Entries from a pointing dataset
________________
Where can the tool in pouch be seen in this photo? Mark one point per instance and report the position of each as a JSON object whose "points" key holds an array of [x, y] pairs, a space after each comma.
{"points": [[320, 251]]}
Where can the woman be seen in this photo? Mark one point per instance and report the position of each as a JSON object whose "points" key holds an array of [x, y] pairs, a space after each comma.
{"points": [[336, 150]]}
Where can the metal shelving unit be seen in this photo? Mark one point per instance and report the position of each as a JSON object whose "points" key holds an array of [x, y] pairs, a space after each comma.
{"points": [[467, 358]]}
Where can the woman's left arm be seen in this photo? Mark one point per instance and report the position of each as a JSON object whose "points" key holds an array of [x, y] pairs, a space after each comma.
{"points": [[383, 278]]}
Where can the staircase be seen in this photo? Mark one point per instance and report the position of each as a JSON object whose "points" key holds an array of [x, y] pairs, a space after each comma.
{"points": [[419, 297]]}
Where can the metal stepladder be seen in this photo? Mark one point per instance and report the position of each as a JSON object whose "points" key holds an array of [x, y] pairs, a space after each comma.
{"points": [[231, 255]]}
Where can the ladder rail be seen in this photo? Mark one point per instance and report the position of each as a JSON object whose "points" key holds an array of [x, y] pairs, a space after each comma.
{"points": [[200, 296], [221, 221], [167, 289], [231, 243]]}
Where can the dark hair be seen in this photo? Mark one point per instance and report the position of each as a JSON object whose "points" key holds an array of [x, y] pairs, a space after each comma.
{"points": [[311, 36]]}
________________
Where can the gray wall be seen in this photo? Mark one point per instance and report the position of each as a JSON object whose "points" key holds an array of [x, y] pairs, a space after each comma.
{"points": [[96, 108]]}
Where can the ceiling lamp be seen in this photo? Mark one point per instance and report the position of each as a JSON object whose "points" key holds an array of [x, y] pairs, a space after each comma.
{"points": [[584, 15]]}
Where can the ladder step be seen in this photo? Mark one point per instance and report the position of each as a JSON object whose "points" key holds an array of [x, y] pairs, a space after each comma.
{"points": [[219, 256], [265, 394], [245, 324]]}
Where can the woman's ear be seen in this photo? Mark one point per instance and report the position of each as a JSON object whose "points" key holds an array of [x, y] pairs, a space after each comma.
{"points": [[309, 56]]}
________________
#### WHAT THE EXERCISE ASKS:
Pick out and copy every line of the listing above that contains the word "metal". Case counts.

#### ANSWER TO THE EXERCISE:
Where can the metal shelving unit be seen in this photo? Mark one point per instance and report the position of each as a JSON object whose "points" key holds an array of [x, y] pairs, a space after each comma.
Where can the metal stepladder be seen in this photo? Mark one point per instance and report the position of each as a JSON object whose "points" key holds an array of [x, y] pairs, a space after each comma.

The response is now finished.